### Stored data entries
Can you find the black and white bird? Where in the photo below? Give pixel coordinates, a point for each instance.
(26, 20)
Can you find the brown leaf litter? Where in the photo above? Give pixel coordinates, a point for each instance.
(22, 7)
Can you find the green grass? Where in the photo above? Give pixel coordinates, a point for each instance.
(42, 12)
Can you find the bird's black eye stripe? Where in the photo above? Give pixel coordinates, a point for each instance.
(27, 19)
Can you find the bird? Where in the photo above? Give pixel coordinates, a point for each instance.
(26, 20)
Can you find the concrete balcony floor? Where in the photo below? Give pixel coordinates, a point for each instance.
...
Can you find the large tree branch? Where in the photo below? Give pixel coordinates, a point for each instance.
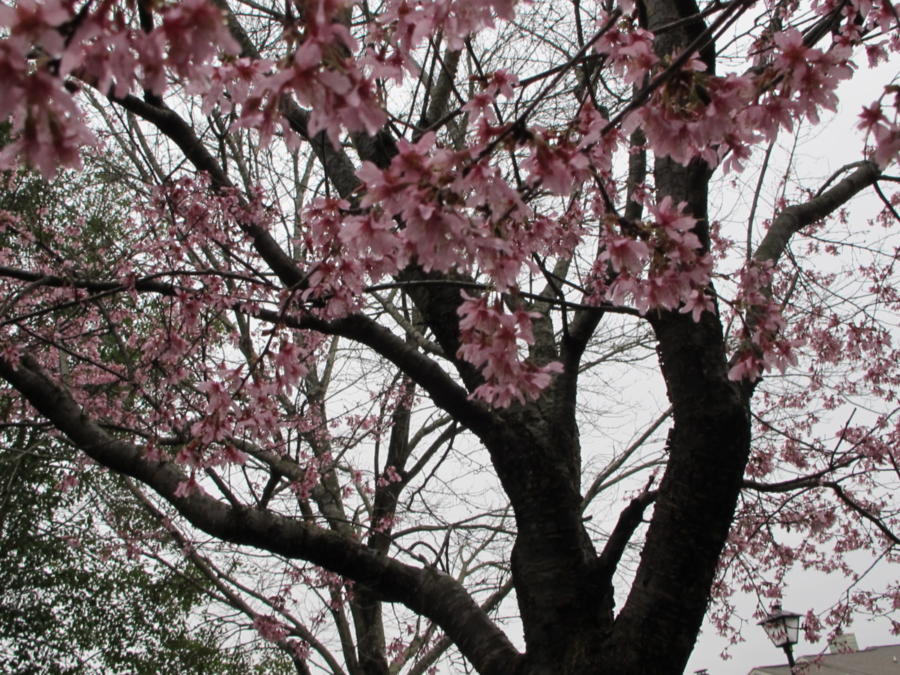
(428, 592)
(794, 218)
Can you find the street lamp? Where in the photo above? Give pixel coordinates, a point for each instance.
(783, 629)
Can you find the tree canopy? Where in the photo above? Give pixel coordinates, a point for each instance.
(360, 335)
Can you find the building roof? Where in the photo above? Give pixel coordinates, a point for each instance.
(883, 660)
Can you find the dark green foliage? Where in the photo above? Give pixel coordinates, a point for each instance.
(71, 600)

### Exercise aim
Reproduce the entries above exactly, but only the lines between the line holding "Can you find the brown" and the line holding "Can you find the concrete", inclusive.

### Answer
Can you find the brown leaf litter? Where in the photo above? Give pixel coordinates, a point for each instance.
(22, 7)
Can you find the green grass? Where in the photo above? Give pixel coordinates, a point for each instance.
(42, 12)
Can you find the bird's black eye stripe? Where in the photo above? Give pixel coordinates, a point for each instance.
(27, 19)
Can you find the bird? Where in the photo above? Give pixel coordinates, a point for each instance.
(26, 20)
Can you find the concrete balcony floor? Where in the photo below? Give pixel coordinates, a point for each instance.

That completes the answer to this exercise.